* **Tarea A**
En el texto sobre el trabajo y la dominación patriarcal, ¿de qué palabra latina procede "trabajo" y qué designaba?
* **Tarea B**
Reescribe como lista el párrafo del texto sobre el trabajo y la dominación patriarcal que empieza con "La situación de la mujer y la dominación patriarcal" y conserva sus ideas principales.
* **Tarea C**
Prosigue el texto sobre el trabajo y la dominación patriarcal a partir de su última oración.

Esta sociedad ha fomentado también, con su culto al trabajo y al productivismo, la acentuación de la jerarquización sexista y de la relegación de las mujeres al plano invisible del capital en donde desaparece al considerar como natural su rol e improductivas sus actividades, inclusos las asalariadas. Silenciando la centralidad que posee su explotación para la creación y subsistencia de la civilización capitalista. La relegación al llamado “trabajo doméstico” y/o de cuidados ha llevado a generaciones de mujeres a buscar la posibilidad de una relativa autonomía de la que gozan la mayoría de los varones en el acceso a diversos ámbitos sociales, políticos y económicos.
La situación de la mujer y la dominación patriarcal no son meros vestigios de antiguas y retrógradas sociedades patriarcales, sino el muy actual resultado lógico y necesario de la presente organización capitalista de nuestro mundo. No es a través de la incorporación de las mujeres en esferas tradicionalmente masculinas como se superan las relaciones patriarcales, sino en la abolición de estas instituciones y las relaciones sociales que las engendran, mediante una lucha que reconoce su especificidad, que no hipoteca sus posibilidades por cantos de sirena que prometen una liberación luego de una revolución mitificada, y que no se reduce a una -por lo demás imposible en las actuales condiciones- participación igualitaria en la administración del mundo existente, como pregonan hoy con más fuerza los aparatos políticos de diferentes colores, que ahora se jactan de tener sus propios brazos feministas, luego de años de silenciamiento y, muchas veces, complicidad y encubrimiento del abuso de mujeres.
Trabajo viene del latín tripalium, que era una herramienta romana con tres puntas que se utilizaba como instrumento de tortura para esclav@s y re@s.

* **Sección de datos**
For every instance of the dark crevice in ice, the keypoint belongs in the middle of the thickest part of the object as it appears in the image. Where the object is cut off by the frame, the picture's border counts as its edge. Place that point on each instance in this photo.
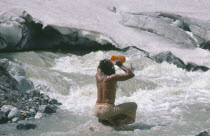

* **Resultado A**
Procede de "tripalium", una herramienta romana de tres puntas que se usaba como instrumento de tortura para esclav@s y re@s.

* **Resultado B**
- La situación de la mujer y la dominación patriarcal no son restos de sociedades antiguas. Son el resultado lógico y necesario de la organización capitalista actual.
- Las relaciones patriarcales no se superan incorporando a las mujeres a esferas tradicionalmente masculinas. Se superan aboliendo estas instituciones y las relaciones sociales que las generan.
- Esa lucha reconoce su especificidad y no sacrifica sus posibilidades por promesas de liberación después de una revolución mitificada.
- Tampoco se reduce a una participación igualitaria en la administración del mundo existente, que en las condiciones actuales es imposible. Esa participación la proclaman los aparatos políticos que hoy presumen de tener brazos feministas, después de años de silenciamiento y, muchas veces, de complicidad y encubrimiento del abuso de mujeres.

* **Resultado C**
Somos actor@s del mundo. Nuestro acto es también cambio en la naturaleza y con la naturaleza, lo que a veces se confunde con la idea de que el ser humano, al modificar su realidad para sobrevivir, está “trabajando”. El trabajo asalariado, el trabajo que intercambiamos por un salario, es nuestro tripalium. Por eso defendemos nuestra vida frente al trabajo y todo lo que podamos arrancar lo arrancaremos de cuajo, cada mejora que podamos tomar la tomaremos sin dudar, pero también apuntamos a un horizonte llamado comunismo. Este horizonte no contempla el trabajo asalariado, contempla la acción en el mundo sin mediaciones, es decir, la distribución directa de los bienes sin la intervención del dinero, los salarios u otros mecanismos.
Hoy el carácter indispensable del trabajo, de nuestra explotación, para mantener las ganancias de la clase capitalista, se hace mucho más evidente con las medidas represivas y de control social que llevan a cabo todos los Estados en nombre de la crisis sanitaria, donde nos prohíben toda actividad comunitaria que no esté directamente vinculada con la producción y el consumo. Así, las actividades que conllevan mayor riesgo de contagio y expansión del virus, como el transporte hacinado, las condiciones inadecuadas en los lugares de trabajo y los grandes centros comerciales, siguen en funcionamiento, mientras reprimen brutalmente lo que se salga de esos estrechos márgenes. Esta realidad ya no podemos soportarla más.